Hundreds of common genetic variants associated with many complex diseases and human traits have been successfully identified by the genome-wide association studies (GWAS). However, these common genetic variants with minor allele frequencies (MAF ) >3% have small to moderate effects, and explain only a small fraction of disease heritability for common disease [1,2,3,4]. Thus, it has been hypothesized that rare variants with MAF <3% may account for some of the missing hereditability [5,6,7,8,9,10]. Next-generation sequencing technology will soon sequence the whole genome of large groups of individuals and thus will make testing rare variants possible. Unfortunately, rare variants are difficult to detect even with large sample size. Thus, we need to develop powerful study designs.

Various methods have been proposed to detect association between rare variants and complex diseases. These tests can be broadly classified into burden and nonburden tests. Burden tests collapse multiple rare variants in a genetic region into a single variant, and then test the association between the single variant and the trait of interest. Burden tests include the cohort allelic sums test (CAST) [11], the combined multivariate and collapsing (CMC) method [12], the weighted methods [13], and the variable minor allele frequency threshold method [14]. The same strategy is used in many methods [15,16,17,18]. In fact, burden tests detect the common effect of all rare variants in a region. Thus, burden tests are powerful when the effects of all rare variants in a region are in the same direction and all variants are causal variants. However, these tests will suffer great power loss when these assumptions are violated. Nonburden tests, which are called “variance component tests”, use the kernel machine regression framework. In this framework, the effects of variants are assumed to be independently and identically distributed with a mean 0 and variance

τ^{2} .

To test whether a set of variants is associated with the phenotype, it is equivalent to test whether the variance

τ^{2} = 0

. Examples of nonburden tests include C-alpha [19], the sequence kernel association test (SKAT) [20], the optimal SKAT (SKAT-O) [21], the mixed effects test (MiST) [22], and an optimally weighted combination of variants (TOW) [23]. Variance component tests are more powerful than burden tests when a genetic region has both protective and deleterious variants or many noncausal variants.

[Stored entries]

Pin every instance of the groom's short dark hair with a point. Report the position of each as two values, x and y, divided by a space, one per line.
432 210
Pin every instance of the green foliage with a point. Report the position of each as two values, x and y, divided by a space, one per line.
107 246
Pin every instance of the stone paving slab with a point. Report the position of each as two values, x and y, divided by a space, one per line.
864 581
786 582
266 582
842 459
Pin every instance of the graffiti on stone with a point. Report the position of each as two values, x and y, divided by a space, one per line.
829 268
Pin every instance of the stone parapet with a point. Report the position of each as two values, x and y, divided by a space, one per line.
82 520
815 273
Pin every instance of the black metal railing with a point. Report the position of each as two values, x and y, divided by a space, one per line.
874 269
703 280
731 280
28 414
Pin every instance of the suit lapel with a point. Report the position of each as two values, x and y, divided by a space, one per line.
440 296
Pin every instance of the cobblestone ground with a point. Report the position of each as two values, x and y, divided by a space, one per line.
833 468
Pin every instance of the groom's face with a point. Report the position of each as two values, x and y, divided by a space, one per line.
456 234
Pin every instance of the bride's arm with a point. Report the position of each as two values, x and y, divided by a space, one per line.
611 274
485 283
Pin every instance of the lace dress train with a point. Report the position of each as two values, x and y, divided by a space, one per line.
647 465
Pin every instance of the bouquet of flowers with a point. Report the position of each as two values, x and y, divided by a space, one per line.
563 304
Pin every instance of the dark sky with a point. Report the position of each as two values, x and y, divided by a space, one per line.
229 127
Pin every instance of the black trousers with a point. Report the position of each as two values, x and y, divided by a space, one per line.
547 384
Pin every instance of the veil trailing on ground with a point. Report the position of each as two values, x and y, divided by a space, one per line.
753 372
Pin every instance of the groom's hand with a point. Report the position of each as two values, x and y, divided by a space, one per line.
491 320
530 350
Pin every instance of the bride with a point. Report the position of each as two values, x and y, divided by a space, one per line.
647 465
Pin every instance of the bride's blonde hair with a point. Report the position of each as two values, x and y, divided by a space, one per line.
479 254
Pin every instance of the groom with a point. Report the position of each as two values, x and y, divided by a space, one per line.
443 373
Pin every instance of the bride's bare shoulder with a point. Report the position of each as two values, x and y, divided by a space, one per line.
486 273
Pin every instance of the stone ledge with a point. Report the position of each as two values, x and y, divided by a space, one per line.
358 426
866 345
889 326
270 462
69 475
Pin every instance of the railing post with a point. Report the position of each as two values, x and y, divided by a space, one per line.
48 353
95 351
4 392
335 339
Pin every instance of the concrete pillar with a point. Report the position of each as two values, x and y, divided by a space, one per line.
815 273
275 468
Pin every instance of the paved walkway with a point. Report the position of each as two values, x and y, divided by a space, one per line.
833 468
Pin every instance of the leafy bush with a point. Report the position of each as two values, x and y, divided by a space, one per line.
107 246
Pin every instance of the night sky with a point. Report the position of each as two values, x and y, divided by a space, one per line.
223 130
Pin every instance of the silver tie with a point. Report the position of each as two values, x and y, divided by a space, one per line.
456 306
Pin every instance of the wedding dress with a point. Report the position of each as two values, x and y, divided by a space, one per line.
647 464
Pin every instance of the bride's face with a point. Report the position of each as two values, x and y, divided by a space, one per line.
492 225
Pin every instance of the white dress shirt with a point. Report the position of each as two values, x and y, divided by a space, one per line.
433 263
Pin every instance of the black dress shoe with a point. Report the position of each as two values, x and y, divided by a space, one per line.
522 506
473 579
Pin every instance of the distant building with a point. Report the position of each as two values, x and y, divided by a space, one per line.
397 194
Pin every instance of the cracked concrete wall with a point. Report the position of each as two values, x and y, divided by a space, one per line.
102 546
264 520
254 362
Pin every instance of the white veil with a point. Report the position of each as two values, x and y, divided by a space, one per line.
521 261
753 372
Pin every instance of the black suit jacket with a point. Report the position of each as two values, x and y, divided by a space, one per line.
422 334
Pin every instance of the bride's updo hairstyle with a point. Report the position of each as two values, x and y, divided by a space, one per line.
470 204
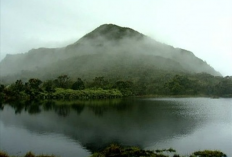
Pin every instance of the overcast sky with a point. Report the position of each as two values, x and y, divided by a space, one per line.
201 26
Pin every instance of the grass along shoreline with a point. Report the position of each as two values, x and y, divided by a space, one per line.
118 151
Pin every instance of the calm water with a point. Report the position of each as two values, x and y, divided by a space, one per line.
77 129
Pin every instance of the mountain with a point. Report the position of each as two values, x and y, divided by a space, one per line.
110 51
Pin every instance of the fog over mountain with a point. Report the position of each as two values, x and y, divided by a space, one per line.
109 50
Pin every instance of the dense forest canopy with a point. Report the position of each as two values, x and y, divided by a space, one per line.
115 61
109 51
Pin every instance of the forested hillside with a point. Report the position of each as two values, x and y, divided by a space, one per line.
110 51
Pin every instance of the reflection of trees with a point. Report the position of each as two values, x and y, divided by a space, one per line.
48 105
34 109
1 106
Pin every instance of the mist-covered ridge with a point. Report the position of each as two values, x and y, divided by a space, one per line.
107 50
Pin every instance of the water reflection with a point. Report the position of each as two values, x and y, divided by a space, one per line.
95 124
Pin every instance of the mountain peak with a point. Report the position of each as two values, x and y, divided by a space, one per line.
113 32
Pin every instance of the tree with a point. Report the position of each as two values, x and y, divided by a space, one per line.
62 81
78 85
49 86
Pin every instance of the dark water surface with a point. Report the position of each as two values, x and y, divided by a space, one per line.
71 129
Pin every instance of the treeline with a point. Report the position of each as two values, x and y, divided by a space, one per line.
101 88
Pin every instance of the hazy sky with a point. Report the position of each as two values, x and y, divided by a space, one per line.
201 26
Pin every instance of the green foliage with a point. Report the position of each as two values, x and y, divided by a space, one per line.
161 84
78 85
62 81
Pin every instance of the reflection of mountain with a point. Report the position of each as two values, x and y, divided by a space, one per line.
134 122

*Assignment A*
Answer from the passage on rare-variant tests:
(i) What minor allele frequency marks a variant as rare?
(ii) Into which two broad classes are the association tests divided?
(iii) What framework do nonburden tests use?
*Assignment B*
Reproduce everything in the passage on rare-variant tests from "To test whether a" down to "many noncausal variants.".
Draw only on the passage on rare-variant tests when answering.

*Exercise result A*
(i) A minor allele frequency below 3%.
(ii) Burden tests and nonburden tests.
(iii) The kernel machine regression framework.

*Exercise result B*
To test whether a set of variants is associated with the phenotype, it is equivalent to test whether the variance

τ^{2} = 0

. Examples of nonburden tests include C-alpha [19], the sequence kernel association test (SKAT) [20], the optimal SKAT (SKAT-O) [21], the mixed effects test (MiST) [22], and an optimally weighted combination of variants (TOW) [23]. Variance component tests are more powerful than burden tests when a genetic region has both protective and deleterious variants or many noncausal variants.